>> Start

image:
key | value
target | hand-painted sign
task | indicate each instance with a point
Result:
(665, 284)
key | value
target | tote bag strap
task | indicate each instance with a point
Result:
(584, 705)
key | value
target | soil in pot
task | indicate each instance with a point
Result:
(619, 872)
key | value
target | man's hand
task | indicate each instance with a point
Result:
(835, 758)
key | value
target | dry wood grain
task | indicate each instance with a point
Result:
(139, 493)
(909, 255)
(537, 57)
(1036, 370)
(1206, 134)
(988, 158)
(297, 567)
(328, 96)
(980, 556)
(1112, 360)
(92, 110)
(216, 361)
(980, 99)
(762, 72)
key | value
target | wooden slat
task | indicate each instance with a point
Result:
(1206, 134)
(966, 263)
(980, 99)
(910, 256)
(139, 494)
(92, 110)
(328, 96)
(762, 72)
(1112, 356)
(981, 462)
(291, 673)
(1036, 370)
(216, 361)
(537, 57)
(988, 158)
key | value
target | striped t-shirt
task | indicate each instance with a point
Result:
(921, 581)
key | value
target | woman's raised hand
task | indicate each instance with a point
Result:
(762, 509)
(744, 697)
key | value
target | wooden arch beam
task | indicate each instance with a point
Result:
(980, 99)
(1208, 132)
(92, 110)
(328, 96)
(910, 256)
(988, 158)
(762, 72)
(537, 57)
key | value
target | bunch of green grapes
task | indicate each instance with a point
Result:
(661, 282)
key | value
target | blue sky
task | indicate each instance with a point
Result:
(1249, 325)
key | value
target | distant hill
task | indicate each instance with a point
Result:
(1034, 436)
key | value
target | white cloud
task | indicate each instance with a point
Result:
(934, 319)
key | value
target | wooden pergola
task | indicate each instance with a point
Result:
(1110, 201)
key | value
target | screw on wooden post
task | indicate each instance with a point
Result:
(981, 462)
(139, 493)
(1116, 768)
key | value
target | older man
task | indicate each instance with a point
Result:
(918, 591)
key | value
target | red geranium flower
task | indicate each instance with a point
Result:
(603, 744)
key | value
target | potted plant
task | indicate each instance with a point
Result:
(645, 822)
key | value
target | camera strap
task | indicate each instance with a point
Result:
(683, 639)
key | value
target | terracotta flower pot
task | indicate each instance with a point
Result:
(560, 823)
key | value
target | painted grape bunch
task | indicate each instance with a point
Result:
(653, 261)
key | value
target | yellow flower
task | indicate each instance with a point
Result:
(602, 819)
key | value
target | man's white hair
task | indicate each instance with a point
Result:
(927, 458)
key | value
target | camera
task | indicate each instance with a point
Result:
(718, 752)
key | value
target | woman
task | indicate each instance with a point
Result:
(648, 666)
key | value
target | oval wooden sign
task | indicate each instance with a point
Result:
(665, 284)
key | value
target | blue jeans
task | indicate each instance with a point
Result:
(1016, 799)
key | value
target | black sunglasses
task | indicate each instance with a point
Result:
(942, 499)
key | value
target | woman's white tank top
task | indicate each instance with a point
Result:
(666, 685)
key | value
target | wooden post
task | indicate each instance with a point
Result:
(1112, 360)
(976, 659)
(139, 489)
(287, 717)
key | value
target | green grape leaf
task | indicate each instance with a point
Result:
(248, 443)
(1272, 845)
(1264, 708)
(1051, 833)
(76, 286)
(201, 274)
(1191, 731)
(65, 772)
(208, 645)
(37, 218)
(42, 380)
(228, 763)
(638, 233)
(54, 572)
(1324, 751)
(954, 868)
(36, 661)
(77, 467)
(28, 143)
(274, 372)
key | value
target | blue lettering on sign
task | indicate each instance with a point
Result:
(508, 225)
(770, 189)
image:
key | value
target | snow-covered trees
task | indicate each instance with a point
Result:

>> End

● **Directions for this task**
Every line above should be printed again exactly as it stands.

● **Correct output**
image:
key | value
target | hand-painted sign
task | indicate each instance with a point
Result:
(665, 284)
key | value
target | tote bag strap
task | indicate each instance with a point
Result:
(584, 705)
key | value
target | soil in pot
task | indicate each instance with a point
Result:
(619, 872)
key | value
target | man's hand
task | indicate each instance with a point
Result:
(835, 758)
key | value
target | dry wood grain
task | indicate each instance with a point
Result:
(139, 493)
(909, 255)
(537, 57)
(1036, 370)
(1206, 134)
(988, 158)
(297, 567)
(328, 96)
(980, 556)
(1112, 360)
(92, 110)
(216, 361)
(980, 99)
(762, 72)
key | value
target | wooden slat
task | indicate each instance with a point
Result:
(1206, 134)
(966, 263)
(980, 99)
(910, 256)
(139, 494)
(92, 110)
(328, 96)
(762, 72)
(1112, 356)
(981, 462)
(291, 673)
(1036, 370)
(216, 361)
(537, 57)
(988, 158)
key | value
target | striped t-shirt
task | indicate each instance with a point
Result:
(921, 581)
key | value
target | woman's raised hand
task | indicate each instance with a point
Result:
(762, 509)
(744, 697)
key | value
target | wooden arch beam
task | indicate each instance with a point
Result:
(980, 99)
(1208, 132)
(92, 110)
(328, 96)
(910, 256)
(988, 158)
(762, 72)
(537, 57)
key | value
target | bunch of green grapes
task | indicate each instance with a point
Result:
(661, 282)
key | value
target | blue sky
task | indicate each instance with a point
Result:
(1249, 325)
key | value
target | distant hill
task | indicate each instance with a point
Result:
(1034, 436)
key | value
target | white cloud
task | indicate each instance with a point
Result:
(934, 319)
key | value
target | wooden pergola
task | indicate each instance with a point
Result:
(1110, 201)
key | value
target | screw on wooden post
task | indicate each instance with a point
Result:
(981, 462)
(139, 493)
(1116, 768)
key | value
target | older man
task | indicate each instance with a point
Result:
(918, 591)
key | value
target | red geranium flower
task | indicate each instance with a point
Result:
(603, 744)
key | value
target | potted plant
task | indicate each instance with a point
Result:
(645, 822)
key | value
target | camera strap
task | indicate each instance with a point
Result:
(683, 639)
key | value
target | terracotta flower pot
task | indicate each instance with a point
Result:
(560, 823)
key | value
target | painted grape bunch
task | indicate each instance with a point
Result:
(653, 261)
key | value
target | yellow flower
task | indicate each instance with a point
Result:
(602, 819)
key | value
target | man's white hair
task | indicate each instance with a point
Result:
(927, 458)
key | value
target | camera
task | indicate each instance with a point
Result:
(718, 752)
key | value
target | woman
task | indicate each instance with a point
Result:
(648, 666)
key | value
target | oval wooden sign
task | indicate each instance with a point
Result:
(665, 284)
key | value
target | blue jeans
task | indicate each instance with a point
Result:
(1016, 799)
key | value
target | black sunglasses
task | indicate each instance with a point
Result:
(942, 499)
key | value
target | woman's white tank top
task | indicate each instance with a point
Result:
(666, 685)
key | value
target | wooden post
task | indicate each instance with a point
Result:
(1112, 360)
(976, 659)
(139, 489)
(287, 717)
key | value
target | green grape leaf
task | indicate each instance with a point
Result:
(248, 443)
(1272, 845)
(1264, 708)
(1051, 833)
(76, 286)
(201, 274)
(1191, 731)
(65, 772)
(208, 645)
(37, 218)
(42, 380)
(228, 763)
(638, 233)
(54, 572)
(1324, 751)
(954, 868)
(36, 661)
(77, 467)
(28, 143)
(274, 372)
key | value
target | blue lettering on sign
task | indicate each instance with a point
Result:
(508, 225)
(770, 189)
image:
key | value
target | snow-covered trees
task | indicate each instance with a point
Result:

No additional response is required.